Titel: Jetzt. Die Geschichte meines Abenteuers mit der Phantasie
Autor: Karl Heinz Bohrer
Verlag: Suhrkamp
Erschienen: März 2017
Seitenzahl: 542
ISBN-10: 351842579X
ISBN-13: 978-3518425794
Preis: 26.00 EUR
Karl Heinz Bohrer wurde 1932 in Köln geboren. Er war Literaturkritiker, Herausgeber, Wissenschaftler, Verfasser von Werken um die zentrale Idee des Momentanismus, der Plötzlichkeit. Bohrer war mit der Autorin Undine Gruenter verheiratet, die mit nur 50 Jahren 2002 viel zu früh verstarb.
Bohrer ist einer, der keiner Konfrontation aus dem Wege ging, hatte keine Bedenken sich gegen den Mainstream zu wenden – er redete nicht um die Dinge herum; Karl Heinz Bohrer kam stets schnell und direkt zur Sache.

■ ARBEITSANWEISUNG
Schreiben Sie aus dem obigen Textauszug über Karl Heinz Bohrer die Passage von „Titel: Jetzt. Die“ bis einschließlich „direkt zur Sache.“ wortgetreu ab.

■ BEREITGESTELLTE ANGABEN
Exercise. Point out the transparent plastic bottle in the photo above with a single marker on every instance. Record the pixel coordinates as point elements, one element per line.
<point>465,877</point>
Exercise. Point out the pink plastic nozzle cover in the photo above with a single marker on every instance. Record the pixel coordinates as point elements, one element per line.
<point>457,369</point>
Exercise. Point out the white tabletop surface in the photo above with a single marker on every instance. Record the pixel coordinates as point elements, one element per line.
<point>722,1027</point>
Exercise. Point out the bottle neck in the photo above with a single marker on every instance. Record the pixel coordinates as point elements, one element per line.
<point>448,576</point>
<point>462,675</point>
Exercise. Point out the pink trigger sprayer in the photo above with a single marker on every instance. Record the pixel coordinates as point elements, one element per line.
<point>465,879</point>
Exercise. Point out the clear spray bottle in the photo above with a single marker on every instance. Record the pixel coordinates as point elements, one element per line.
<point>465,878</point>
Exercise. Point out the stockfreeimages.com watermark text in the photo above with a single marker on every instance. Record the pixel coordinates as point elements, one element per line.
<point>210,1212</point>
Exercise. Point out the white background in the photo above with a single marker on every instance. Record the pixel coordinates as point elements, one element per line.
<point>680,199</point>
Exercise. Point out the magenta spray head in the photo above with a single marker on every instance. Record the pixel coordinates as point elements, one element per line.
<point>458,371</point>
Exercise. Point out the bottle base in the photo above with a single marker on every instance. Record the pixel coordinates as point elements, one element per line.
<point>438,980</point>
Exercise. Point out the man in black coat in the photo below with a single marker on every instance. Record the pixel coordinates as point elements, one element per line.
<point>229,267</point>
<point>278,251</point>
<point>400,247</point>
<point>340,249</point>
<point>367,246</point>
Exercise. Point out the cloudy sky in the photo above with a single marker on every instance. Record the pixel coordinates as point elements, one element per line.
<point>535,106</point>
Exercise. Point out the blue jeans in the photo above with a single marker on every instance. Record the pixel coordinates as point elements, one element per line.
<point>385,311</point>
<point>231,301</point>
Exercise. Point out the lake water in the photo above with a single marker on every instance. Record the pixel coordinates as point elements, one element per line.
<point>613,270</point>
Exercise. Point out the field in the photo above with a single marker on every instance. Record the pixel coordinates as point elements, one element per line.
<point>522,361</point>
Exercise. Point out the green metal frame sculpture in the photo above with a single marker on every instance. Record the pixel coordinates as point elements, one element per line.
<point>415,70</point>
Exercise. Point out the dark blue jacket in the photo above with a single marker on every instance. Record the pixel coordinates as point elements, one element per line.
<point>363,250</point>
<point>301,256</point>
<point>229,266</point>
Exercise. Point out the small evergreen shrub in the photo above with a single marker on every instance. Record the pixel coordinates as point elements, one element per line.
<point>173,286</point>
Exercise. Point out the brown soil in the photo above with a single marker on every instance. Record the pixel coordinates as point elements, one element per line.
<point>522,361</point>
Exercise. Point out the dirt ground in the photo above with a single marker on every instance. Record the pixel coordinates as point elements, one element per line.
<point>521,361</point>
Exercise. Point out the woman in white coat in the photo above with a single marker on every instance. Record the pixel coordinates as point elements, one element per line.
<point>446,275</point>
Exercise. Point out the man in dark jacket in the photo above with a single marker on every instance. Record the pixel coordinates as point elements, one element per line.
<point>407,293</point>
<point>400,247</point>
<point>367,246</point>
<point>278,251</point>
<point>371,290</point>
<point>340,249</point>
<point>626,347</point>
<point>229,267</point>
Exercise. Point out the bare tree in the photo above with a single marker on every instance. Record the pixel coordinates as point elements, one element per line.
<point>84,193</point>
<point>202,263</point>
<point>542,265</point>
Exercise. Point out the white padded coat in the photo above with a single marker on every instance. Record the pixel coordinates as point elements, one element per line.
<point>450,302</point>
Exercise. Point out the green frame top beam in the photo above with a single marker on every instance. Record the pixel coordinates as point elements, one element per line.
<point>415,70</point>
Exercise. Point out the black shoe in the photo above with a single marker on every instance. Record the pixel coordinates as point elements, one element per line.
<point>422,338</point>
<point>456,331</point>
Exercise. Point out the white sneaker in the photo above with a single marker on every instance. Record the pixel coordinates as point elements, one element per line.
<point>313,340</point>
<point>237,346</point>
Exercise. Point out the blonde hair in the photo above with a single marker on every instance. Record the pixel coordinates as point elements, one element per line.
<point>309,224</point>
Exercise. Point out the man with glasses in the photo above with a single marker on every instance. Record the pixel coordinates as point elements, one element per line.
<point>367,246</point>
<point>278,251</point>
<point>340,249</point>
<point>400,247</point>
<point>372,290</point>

---

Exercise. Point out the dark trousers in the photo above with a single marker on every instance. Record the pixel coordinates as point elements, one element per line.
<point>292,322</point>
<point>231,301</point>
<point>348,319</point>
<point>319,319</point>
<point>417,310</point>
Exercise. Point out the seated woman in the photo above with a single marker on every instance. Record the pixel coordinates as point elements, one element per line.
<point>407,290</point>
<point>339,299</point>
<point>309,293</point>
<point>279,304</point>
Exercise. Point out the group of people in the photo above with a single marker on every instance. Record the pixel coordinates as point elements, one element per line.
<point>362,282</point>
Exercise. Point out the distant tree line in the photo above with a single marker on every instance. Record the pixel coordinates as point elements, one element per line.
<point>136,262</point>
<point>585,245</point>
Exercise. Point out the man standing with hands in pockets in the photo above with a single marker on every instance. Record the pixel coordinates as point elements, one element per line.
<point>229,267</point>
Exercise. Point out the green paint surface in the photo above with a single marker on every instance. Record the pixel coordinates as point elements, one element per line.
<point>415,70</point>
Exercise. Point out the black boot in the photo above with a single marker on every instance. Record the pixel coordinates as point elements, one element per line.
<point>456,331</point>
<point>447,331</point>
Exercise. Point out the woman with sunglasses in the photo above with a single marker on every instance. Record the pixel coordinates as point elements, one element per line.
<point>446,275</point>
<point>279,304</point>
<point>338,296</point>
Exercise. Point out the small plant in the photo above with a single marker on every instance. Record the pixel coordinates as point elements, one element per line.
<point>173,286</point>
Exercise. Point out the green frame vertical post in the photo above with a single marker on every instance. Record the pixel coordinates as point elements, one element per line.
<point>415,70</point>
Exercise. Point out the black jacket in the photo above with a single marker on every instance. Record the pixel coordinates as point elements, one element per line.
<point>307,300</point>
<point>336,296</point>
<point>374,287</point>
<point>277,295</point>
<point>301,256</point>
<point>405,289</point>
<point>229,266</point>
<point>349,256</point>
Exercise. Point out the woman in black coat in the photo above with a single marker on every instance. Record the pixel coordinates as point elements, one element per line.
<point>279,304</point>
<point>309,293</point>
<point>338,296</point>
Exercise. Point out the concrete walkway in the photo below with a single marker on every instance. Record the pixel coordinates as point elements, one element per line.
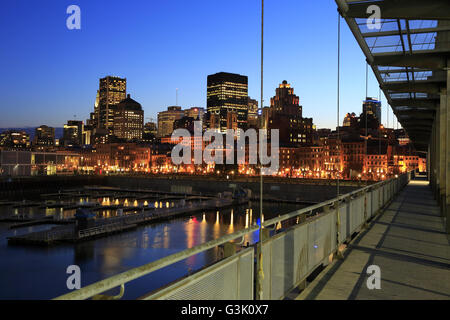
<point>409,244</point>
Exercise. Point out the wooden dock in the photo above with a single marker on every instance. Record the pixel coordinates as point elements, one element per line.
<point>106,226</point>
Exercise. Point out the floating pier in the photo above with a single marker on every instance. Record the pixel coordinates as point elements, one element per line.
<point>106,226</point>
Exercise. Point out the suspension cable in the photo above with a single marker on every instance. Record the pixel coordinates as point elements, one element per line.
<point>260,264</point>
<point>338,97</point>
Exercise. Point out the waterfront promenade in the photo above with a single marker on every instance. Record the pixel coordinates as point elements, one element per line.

--

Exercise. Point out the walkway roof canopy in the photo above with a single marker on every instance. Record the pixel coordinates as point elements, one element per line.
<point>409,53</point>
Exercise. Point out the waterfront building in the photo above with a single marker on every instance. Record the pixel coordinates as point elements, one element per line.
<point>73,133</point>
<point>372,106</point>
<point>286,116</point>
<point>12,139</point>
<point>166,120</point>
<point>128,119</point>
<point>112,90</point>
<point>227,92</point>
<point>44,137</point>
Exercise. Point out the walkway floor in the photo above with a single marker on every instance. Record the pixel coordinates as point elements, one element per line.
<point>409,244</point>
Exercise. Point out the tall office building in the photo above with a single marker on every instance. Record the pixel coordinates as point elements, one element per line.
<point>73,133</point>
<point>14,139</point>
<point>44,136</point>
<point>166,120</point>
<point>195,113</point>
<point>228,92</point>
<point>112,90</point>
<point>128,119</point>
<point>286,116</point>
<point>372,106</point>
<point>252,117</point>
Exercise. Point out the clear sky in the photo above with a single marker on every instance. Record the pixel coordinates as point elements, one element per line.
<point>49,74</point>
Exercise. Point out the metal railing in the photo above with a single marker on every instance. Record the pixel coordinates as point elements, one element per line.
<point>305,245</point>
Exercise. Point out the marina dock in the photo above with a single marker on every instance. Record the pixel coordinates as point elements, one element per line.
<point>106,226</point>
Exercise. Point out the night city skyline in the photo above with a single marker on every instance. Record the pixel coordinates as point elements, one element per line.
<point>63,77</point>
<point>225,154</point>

■ LÖSUNG
Titel: Jetzt. Die Geschichte meines Abenteuers mit der Phantasie
Autor: Karl Heinz Bohrer
Verlag: Suhrkamp
Erschienen: März 2017
Seitenzahl: 542
ISBN-10: 351842579X
ISBN-13: 978-3518425794
Preis: 26.00 EUR
Karl Heinz Bohrer wurde 1932 in Köln geboren. Er war Literaturkritiker, Herausgeber, Wissenschaftler, Verfasser von Werken um die zentrale Idee des Momentanismus, der Plötzlichkeit. Bohrer war mit der Autorin Undine Gruenter verheiratet, die mit nur 50 Jahren 2002 viel zu früh verstarb.
Bohrer ist einer, der keiner Konfrontation aus dem Wege ging, hatte keine Bedenken sich gegen den Mainstream zu wenden – er redete nicht um die Dinge herum; Karl Heinz Bohrer kam stets schnell und direkt zur Sache.